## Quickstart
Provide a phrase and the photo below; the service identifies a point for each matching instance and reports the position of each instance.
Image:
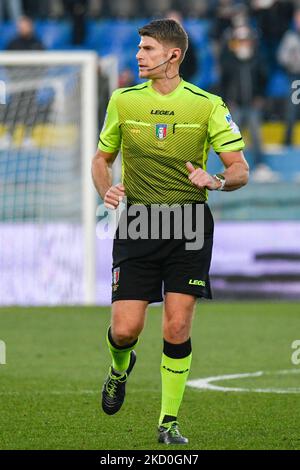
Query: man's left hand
(201, 179)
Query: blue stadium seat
(8, 32)
(278, 86)
(54, 34)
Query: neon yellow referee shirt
(158, 134)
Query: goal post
(48, 136)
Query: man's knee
(123, 335)
(176, 330)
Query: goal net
(49, 123)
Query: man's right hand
(114, 196)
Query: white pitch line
(206, 383)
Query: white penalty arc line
(207, 383)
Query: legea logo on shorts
(195, 282)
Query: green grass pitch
(57, 360)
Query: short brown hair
(167, 31)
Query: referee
(164, 128)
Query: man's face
(152, 53)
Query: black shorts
(144, 268)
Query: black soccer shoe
(113, 391)
(171, 434)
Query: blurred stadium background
(58, 66)
(247, 51)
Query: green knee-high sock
(120, 354)
(175, 367)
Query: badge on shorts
(115, 278)
(161, 131)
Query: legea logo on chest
(163, 112)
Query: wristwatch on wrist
(222, 180)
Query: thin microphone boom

━━━━

What this task involves:
Would you transcribe each of the entries exactly, skipping the pictures?

Exercise response:
## Quickstart
Provide a phrase and the photo below; the service identifies a point for each matching instance and reports the position of each instance.
Image:
Query: man's left hand
(201, 179)
Query: blue stadium seat
(8, 32)
(278, 86)
(54, 34)
Query: neon yellow referee shirt
(158, 134)
Query: goal post
(48, 136)
Query: man's knee
(123, 335)
(176, 330)
Query: goal net
(49, 123)
Query: man's right hand
(114, 196)
Query: white pitch line
(206, 383)
Query: white penalty arc line
(207, 383)
Query: legea logo on shorts
(195, 282)
Query: green grass pitch
(57, 360)
Query: short brown hair
(167, 31)
Query: referee
(164, 128)
Query: man's face
(152, 53)
Query: black shorts
(144, 268)
Query: black soccer shoe
(113, 391)
(171, 434)
Query: blurred stadium background
(58, 66)
(247, 51)
Query: green knee-high sock
(120, 354)
(175, 367)
Query: badge on shorts
(115, 278)
(161, 131)
Query: legea logo on chest
(163, 112)
Query: wristwatch on wrist
(222, 180)
Query: thin microphone boom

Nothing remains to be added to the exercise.